Quote every line below exactly and skip any picture.
BEGIN
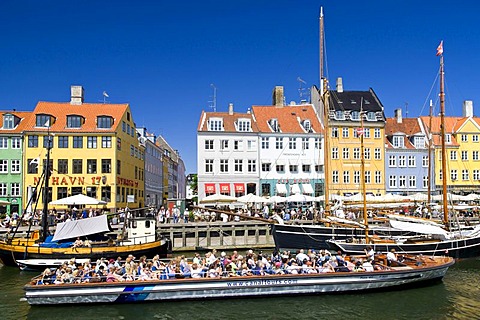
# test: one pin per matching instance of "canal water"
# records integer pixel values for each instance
(457, 297)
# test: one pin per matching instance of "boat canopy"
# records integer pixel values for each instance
(82, 227)
(419, 228)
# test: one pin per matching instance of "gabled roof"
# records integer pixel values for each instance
(22, 115)
(89, 111)
(289, 118)
(228, 121)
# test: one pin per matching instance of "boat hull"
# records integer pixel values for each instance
(254, 286)
(10, 253)
(457, 248)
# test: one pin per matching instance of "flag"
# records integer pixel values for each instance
(440, 49)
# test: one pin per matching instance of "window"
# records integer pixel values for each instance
(15, 166)
(16, 143)
(453, 155)
(92, 142)
(104, 122)
(334, 176)
(266, 167)
(3, 142)
(62, 166)
(74, 122)
(33, 141)
(92, 166)
(278, 143)
(346, 176)
(305, 144)
(3, 166)
(32, 166)
(238, 165)
(215, 124)
(411, 162)
(292, 143)
(223, 165)
(412, 181)
(8, 121)
(334, 132)
(77, 166)
(398, 141)
(252, 166)
(106, 142)
(15, 189)
(244, 125)
(223, 144)
(106, 165)
(392, 161)
(208, 144)
(265, 143)
(392, 181)
(378, 177)
(62, 142)
(78, 142)
(425, 161)
(335, 153)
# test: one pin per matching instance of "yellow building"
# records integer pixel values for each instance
(94, 151)
(352, 114)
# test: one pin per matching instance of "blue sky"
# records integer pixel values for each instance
(163, 56)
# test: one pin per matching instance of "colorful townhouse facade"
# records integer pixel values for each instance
(94, 150)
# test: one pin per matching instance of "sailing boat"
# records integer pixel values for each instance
(435, 239)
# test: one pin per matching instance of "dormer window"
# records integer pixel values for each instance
(398, 141)
(307, 125)
(355, 115)
(244, 125)
(215, 124)
(8, 121)
(105, 122)
(339, 115)
(74, 121)
(43, 120)
(273, 123)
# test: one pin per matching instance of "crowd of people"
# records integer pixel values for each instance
(209, 265)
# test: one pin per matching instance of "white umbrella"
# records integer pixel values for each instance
(252, 198)
(218, 198)
(79, 199)
(297, 197)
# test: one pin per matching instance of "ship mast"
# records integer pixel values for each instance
(325, 99)
(442, 133)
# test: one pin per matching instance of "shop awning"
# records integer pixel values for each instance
(225, 188)
(239, 187)
(307, 188)
(209, 188)
(281, 188)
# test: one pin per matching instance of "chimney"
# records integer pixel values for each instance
(398, 115)
(339, 84)
(277, 99)
(76, 95)
(468, 108)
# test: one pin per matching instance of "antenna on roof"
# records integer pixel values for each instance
(213, 103)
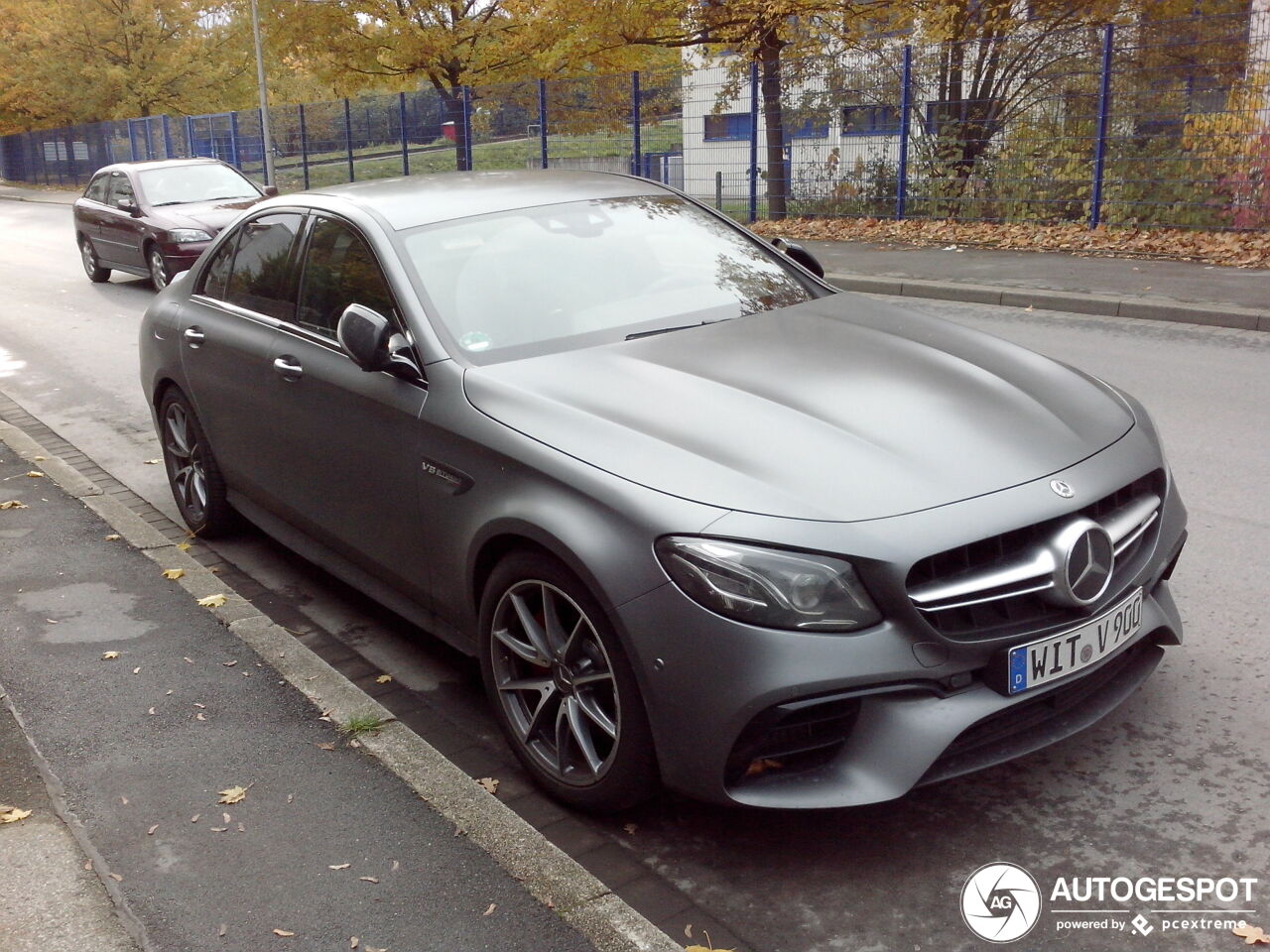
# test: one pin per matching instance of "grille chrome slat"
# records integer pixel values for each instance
(997, 575)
END
▸ Task response
# test: one pin per matching instance of "canal water"
# records integer pixel values for each instance
(457, 297)
# test: one pin per matching instance of "boat canopy"
# records integer pixel values for each instance
(82, 227)
(419, 228)
# test: one pin per matching instance of "gabled roof"
# records integer pixel values for each instance
(22, 115)
(89, 111)
(289, 118)
(228, 121)
# test: one pin per matching instance of "boat hull"
# records integer pixel values for each instance
(254, 286)
(10, 253)
(457, 248)
# test: one pin per matching instance of "flag"
# records integer pixel values for each instance
(440, 49)
# test: one pin per matching instance of "window"
# records integer pixel values for each instance
(15, 166)
(16, 143)
(453, 155)
(92, 142)
(104, 122)
(334, 176)
(266, 167)
(3, 142)
(62, 166)
(74, 122)
(33, 141)
(92, 166)
(278, 143)
(346, 176)
(305, 144)
(3, 166)
(32, 166)
(238, 165)
(215, 124)
(411, 162)
(292, 143)
(223, 165)
(412, 181)
(8, 121)
(334, 132)
(77, 166)
(398, 141)
(252, 166)
(106, 142)
(15, 189)
(244, 125)
(223, 144)
(106, 165)
(392, 161)
(208, 144)
(265, 143)
(392, 181)
(378, 177)
(62, 142)
(78, 142)
(425, 161)
(335, 153)
# test: one pin per matching instance of "yellow building"
# records integer pixel values for each instance
(94, 151)
(352, 114)
# test: one pin per matching instance of "blue sky"
# records integer pixel values for each instance
(163, 56)
# test: one pin per matching instance of "colorful townhouse facade"
# records integer pixel values for each instance
(94, 150)
# test: one pin per matching instance of "sailing boat"
# records integer pixel values for each instance
(435, 239)
# test: one pin per matching instance of "dormer window"
# records integer pixel values for each instance
(398, 141)
(307, 125)
(355, 115)
(244, 125)
(215, 124)
(8, 121)
(105, 122)
(339, 115)
(74, 121)
(43, 120)
(273, 123)
# test: one pin per matching instance of "crowd of people"
# records integer pixel values for each instance
(209, 265)
# test: one pin per matching instance of "white umbrella"
# records integer pixel values for each instance
(252, 198)
(218, 198)
(79, 199)
(297, 197)
# test: one pin per matching instance of "ship mast"
# records integer pixel values for each instance
(325, 99)
(442, 133)
# test: one pin per matching instance of "shop awning"
# records integer pixel values for each instance
(225, 188)
(239, 187)
(307, 188)
(209, 188)
(281, 188)
# test: one pin per matching instance of "chimney"
# records integer pixel values for each instance
(398, 115)
(339, 84)
(277, 99)
(76, 95)
(468, 108)
# test: one pin per matching instance of "antenna on roof"
# records integer pixel values for each instance
(213, 103)
# test: one pin per matching instance of "grille chrome slat"
# records integer pixel values for each instance
(997, 575)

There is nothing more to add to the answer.